EXERCISE DETAILS.
Leave out pictures; repeat exactly the lines from the "point: white field" line through the last of the data below.

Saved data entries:
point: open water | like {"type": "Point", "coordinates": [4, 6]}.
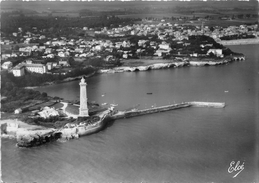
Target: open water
{"type": "Point", "coordinates": [185, 145]}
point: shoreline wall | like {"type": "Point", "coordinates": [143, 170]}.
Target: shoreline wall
{"type": "Point", "coordinates": [239, 41]}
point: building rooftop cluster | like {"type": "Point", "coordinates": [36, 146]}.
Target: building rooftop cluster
{"type": "Point", "coordinates": [131, 41]}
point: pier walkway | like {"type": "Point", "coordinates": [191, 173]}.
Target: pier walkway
{"type": "Point", "coordinates": [133, 113]}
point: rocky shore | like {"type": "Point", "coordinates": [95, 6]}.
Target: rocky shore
{"type": "Point", "coordinates": [184, 63]}
{"type": "Point", "coordinates": [33, 135]}
{"type": "Point", "coordinates": [239, 41]}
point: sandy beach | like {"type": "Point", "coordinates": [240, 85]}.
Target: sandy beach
{"type": "Point", "coordinates": [14, 125]}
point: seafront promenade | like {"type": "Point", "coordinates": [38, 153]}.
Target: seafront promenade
{"type": "Point", "coordinates": [239, 41]}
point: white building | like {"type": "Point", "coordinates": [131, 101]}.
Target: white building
{"type": "Point", "coordinates": [37, 68]}
{"type": "Point", "coordinates": [7, 65]}
{"type": "Point", "coordinates": [217, 52]}
{"type": "Point", "coordinates": [18, 70]}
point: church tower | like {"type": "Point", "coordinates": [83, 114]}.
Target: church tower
{"type": "Point", "coordinates": [83, 110]}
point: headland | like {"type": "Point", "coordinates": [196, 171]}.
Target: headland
{"type": "Point", "coordinates": [29, 137]}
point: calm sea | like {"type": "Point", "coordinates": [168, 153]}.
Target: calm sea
{"type": "Point", "coordinates": [186, 145]}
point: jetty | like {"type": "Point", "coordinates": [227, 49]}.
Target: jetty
{"type": "Point", "coordinates": [134, 112]}
{"type": "Point", "coordinates": [70, 130]}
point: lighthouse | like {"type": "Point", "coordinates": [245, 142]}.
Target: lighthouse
{"type": "Point", "coordinates": [83, 109]}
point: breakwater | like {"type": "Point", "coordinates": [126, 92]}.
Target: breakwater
{"type": "Point", "coordinates": [29, 138]}
{"type": "Point", "coordinates": [134, 113]}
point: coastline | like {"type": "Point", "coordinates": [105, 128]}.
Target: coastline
{"type": "Point", "coordinates": [239, 41]}
{"type": "Point", "coordinates": [172, 64]}
{"type": "Point", "coordinates": [62, 81]}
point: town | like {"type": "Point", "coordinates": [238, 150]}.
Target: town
{"type": "Point", "coordinates": [32, 51]}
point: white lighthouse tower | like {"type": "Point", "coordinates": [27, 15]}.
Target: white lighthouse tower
{"type": "Point", "coordinates": [83, 109]}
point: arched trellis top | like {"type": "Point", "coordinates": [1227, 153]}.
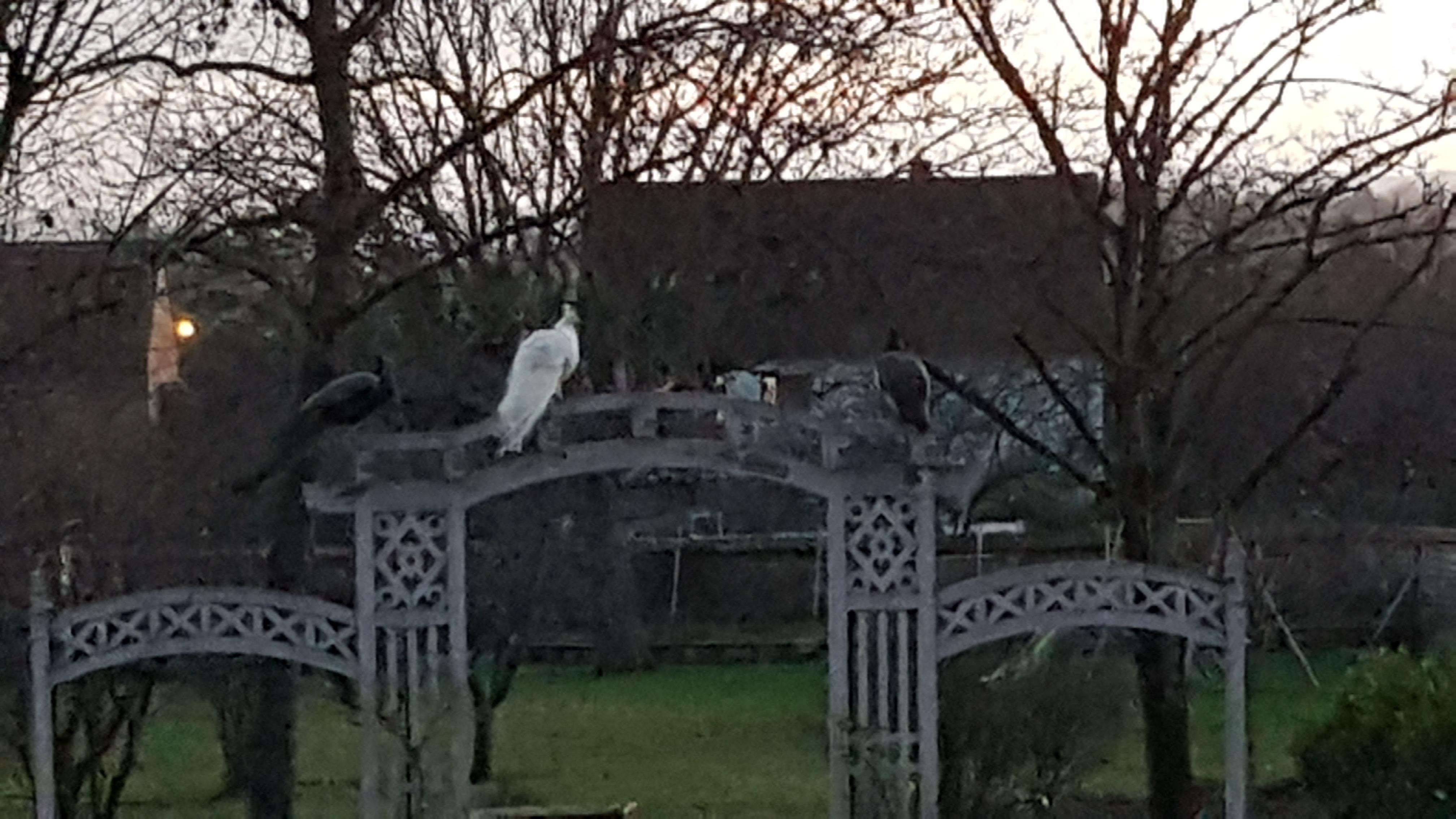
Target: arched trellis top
{"type": "Point", "coordinates": [202, 621]}
{"type": "Point", "coordinates": [523, 471]}
{"type": "Point", "coordinates": [675, 430]}
{"type": "Point", "coordinates": [1065, 595]}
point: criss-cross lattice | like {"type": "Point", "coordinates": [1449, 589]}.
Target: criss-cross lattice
{"type": "Point", "coordinates": [410, 560]}
{"type": "Point", "coordinates": [1058, 595]}
{"type": "Point", "coordinates": [880, 537]}
{"type": "Point", "coordinates": [200, 620]}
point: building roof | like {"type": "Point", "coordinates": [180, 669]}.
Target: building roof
{"type": "Point", "coordinates": [718, 276]}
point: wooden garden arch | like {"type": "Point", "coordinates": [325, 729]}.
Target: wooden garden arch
{"type": "Point", "coordinates": [405, 639]}
{"type": "Point", "coordinates": [1117, 595]}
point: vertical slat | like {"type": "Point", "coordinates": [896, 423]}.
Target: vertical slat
{"type": "Point", "coordinates": [883, 671]}
{"type": "Point", "coordinates": [43, 725]}
{"type": "Point", "coordinates": [839, 706]}
{"type": "Point", "coordinates": [459, 658]}
{"type": "Point", "coordinates": [1235, 725]}
{"type": "Point", "coordinates": [368, 659]}
{"type": "Point", "coordinates": [861, 670]}
{"type": "Point", "coordinates": [903, 649]}
{"type": "Point", "coordinates": [392, 709]}
{"type": "Point", "coordinates": [433, 662]}
{"type": "Point", "coordinates": [928, 696]}
{"type": "Point", "coordinates": [391, 671]}
{"type": "Point", "coordinates": [413, 684]}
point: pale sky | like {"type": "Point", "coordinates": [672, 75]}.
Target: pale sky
{"type": "Point", "coordinates": [1391, 46]}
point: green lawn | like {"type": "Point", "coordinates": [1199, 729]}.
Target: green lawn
{"type": "Point", "coordinates": [702, 741]}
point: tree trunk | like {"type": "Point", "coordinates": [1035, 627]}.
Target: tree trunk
{"type": "Point", "coordinates": [270, 748]}
{"type": "Point", "coordinates": [1162, 687]}
{"type": "Point", "coordinates": [1162, 690]}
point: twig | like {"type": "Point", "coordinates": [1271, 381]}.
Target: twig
{"type": "Point", "coordinates": [1400, 597]}
{"type": "Point", "coordinates": [1289, 637]}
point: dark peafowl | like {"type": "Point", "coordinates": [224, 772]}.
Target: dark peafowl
{"type": "Point", "coordinates": [905, 380]}
{"type": "Point", "coordinates": [341, 403]}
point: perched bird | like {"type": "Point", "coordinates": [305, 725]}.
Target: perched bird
{"type": "Point", "coordinates": [341, 403]}
{"type": "Point", "coordinates": [905, 380]}
{"type": "Point", "coordinates": [542, 365]}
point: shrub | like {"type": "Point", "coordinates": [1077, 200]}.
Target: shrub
{"type": "Point", "coordinates": [1387, 745]}
{"type": "Point", "coordinates": [1021, 731]}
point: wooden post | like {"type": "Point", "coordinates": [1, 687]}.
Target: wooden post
{"type": "Point", "coordinates": [1235, 725]}
{"type": "Point", "coordinates": [819, 578]}
{"type": "Point", "coordinates": [839, 614]}
{"type": "Point", "coordinates": [368, 659]}
{"type": "Point", "coordinates": [927, 656]}
{"type": "Point", "coordinates": [677, 575]}
{"type": "Point", "coordinates": [43, 726]}
{"type": "Point", "coordinates": [459, 659]}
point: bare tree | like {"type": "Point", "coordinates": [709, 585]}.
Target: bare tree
{"type": "Point", "coordinates": [1213, 224]}
{"type": "Point", "coordinates": [59, 62]}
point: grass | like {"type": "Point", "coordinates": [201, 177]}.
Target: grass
{"type": "Point", "coordinates": [684, 742]}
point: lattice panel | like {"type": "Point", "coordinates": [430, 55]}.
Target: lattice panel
{"type": "Point", "coordinates": [206, 617]}
{"type": "Point", "coordinates": [410, 560]}
{"type": "Point", "coordinates": [880, 537]}
{"type": "Point", "coordinates": [1129, 598]}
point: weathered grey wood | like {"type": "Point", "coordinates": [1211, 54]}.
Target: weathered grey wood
{"type": "Point", "coordinates": [203, 621]}
{"type": "Point", "coordinates": [1071, 594]}
{"type": "Point", "coordinates": [43, 726]}
{"type": "Point", "coordinates": [1235, 725]}
{"type": "Point", "coordinates": [839, 665]}
{"type": "Point", "coordinates": [881, 581]}
{"type": "Point", "coordinates": [369, 661]}
{"type": "Point", "coordinates": [461, 738]}
{"type": "Point", "coordinates": [928, 693]}
{"type": "Point", "coordinates": [513, 474]}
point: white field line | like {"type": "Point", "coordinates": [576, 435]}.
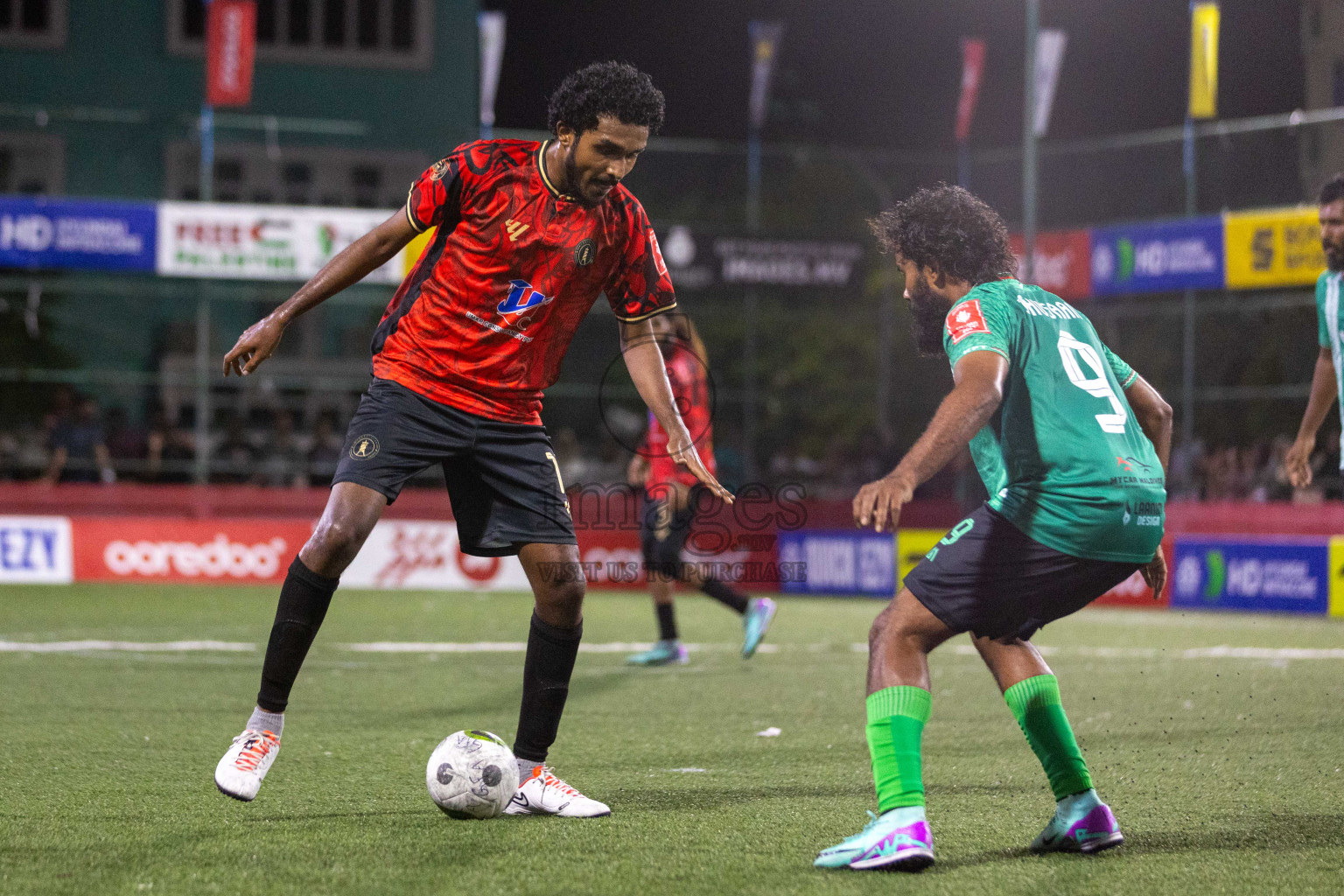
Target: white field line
{"type": "Point", "coordinates": [130, 647]}
{"type": "Point", "coordinates": [1221, 652]}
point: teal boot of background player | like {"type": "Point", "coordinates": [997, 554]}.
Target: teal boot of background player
{"type": "Point", "coordinates": [664, 653]}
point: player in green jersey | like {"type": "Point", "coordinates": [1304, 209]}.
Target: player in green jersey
{"type": "Point", "coordinates": [1073, 446]}
{"type": "Point", "coordinates": [1328, 379]}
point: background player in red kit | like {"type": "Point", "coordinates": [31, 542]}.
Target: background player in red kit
{"type": "Point", "coordinates": [672, 496]}
{"type": "Point", "coordinates": [527, 236]}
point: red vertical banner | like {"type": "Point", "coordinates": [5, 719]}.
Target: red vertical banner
{"type": "Point", "coordinates": [230, 49]}
{"type": "Point", "coordinates": [972, 69]}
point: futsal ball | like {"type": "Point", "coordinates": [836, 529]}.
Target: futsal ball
{"type": "Point", "coordinates": [472, 774]}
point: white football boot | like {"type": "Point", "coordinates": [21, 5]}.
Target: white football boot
{"type": "Point", "coordinates": [544, 794]}
{"type": "Point", "coordinates": [241, 771]}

WRITTEN SOLUTION.
point: white field line | like {"type": "Point", "coordinates": [576, 435]}.
Target: white field line
{"type": "Point", "coordinates": [130, 647]}
{"type": "Point", "coordinates": [1221, 652]}
point: teal boot of background player | like {"type": "Point", "coordinates": [997, 554]}.
Target: teal boot of background player
{"type": "Point", "coordinates": [664, 653]}
point: player in green jersey | like {"type": "Point", "coordinates": [1304, 209]}.
Target: player in green jersey
{"type": "Point", "coordinates": [1073, 446]}
{"type": "Point", "coordinates": [1328, 379]}
point: background player in red kit | like {"type": "Point", "coordinates": [31, 542]}.
Target: background player in red kit
{"type": "Point", "coordinates": [672, 496]}
{"type": "Point", "coordinates": [527, 236]}
point: red vertical banner | like {"type": "Point", "coordinates": [5, 719]}.
Target: red vertical banner
{"type": "Point", "coordinates": [230, 49]}
{"type": "Point", "coordinates": [972, 69]}
point: futsal ball | like {"type": "Point", "coordinates": [836, 529]}.
Target: futsal ball
{"type": "Point", "coordinates": [472, 774]}
point: white football boot | like {"type": "Point", "coordinates": [21, 5]}.
Target: white football boot
{"type": "Point", "coordinates": [544, 794]}
{"type": "Point", "coordinates": [241, 771]}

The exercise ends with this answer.